• [Exercise details]:
For the records below, report how many lines include the word "crack". Only the number should appear.

Point-per-instance localization data
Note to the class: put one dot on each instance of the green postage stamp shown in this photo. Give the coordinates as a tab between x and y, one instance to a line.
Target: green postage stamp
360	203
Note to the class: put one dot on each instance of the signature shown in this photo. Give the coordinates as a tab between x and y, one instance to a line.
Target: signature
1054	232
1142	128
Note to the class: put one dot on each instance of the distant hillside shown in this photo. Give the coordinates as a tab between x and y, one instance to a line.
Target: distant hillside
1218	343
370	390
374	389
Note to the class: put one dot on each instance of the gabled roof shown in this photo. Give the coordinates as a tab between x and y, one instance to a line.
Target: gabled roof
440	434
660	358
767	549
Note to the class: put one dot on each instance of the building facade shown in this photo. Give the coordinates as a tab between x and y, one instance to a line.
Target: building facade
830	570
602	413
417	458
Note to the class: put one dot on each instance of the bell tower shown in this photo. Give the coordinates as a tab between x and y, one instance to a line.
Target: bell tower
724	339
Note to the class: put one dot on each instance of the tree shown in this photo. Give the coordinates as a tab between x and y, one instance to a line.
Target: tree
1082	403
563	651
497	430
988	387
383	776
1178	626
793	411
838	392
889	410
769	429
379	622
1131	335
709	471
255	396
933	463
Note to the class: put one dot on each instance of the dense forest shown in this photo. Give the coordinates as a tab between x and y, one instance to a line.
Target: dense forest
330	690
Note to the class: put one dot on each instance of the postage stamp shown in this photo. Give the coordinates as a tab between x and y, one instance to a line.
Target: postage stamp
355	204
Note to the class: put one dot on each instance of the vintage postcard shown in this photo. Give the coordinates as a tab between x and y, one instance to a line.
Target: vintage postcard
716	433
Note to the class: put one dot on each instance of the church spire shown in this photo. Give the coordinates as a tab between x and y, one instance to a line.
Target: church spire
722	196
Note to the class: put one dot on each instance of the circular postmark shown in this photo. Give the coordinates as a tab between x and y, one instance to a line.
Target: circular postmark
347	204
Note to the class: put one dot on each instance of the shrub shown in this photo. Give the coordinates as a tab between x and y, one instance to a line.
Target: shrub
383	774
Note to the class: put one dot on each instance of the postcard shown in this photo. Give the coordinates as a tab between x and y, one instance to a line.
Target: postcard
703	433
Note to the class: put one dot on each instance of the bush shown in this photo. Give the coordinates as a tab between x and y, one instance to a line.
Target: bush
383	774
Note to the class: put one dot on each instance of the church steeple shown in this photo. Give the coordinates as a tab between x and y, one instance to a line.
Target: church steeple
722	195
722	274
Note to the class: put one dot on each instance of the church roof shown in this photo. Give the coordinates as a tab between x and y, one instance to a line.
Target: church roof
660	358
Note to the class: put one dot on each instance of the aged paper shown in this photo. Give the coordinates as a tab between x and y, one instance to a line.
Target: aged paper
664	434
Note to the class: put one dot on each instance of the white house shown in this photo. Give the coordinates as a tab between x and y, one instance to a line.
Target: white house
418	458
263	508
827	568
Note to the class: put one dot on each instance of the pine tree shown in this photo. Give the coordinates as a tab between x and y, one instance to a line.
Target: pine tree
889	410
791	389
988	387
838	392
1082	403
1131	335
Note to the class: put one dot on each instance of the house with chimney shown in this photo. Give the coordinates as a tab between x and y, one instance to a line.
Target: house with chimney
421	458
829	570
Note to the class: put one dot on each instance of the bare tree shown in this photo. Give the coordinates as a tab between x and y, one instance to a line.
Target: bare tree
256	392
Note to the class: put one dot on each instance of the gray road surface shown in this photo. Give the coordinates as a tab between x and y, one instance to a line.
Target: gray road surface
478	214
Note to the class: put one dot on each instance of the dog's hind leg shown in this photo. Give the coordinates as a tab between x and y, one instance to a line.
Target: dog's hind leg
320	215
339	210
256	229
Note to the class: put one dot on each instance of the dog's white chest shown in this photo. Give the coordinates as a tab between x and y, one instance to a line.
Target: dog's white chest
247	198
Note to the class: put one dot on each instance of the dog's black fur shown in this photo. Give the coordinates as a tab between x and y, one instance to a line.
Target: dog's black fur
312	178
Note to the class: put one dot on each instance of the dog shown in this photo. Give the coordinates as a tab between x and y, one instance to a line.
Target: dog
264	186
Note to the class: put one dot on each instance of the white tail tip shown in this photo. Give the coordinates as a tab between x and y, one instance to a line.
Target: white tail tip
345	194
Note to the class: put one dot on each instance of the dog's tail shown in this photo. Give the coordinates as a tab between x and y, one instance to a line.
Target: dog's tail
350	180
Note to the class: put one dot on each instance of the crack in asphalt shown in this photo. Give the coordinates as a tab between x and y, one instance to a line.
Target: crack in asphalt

• [Expected answer]:
2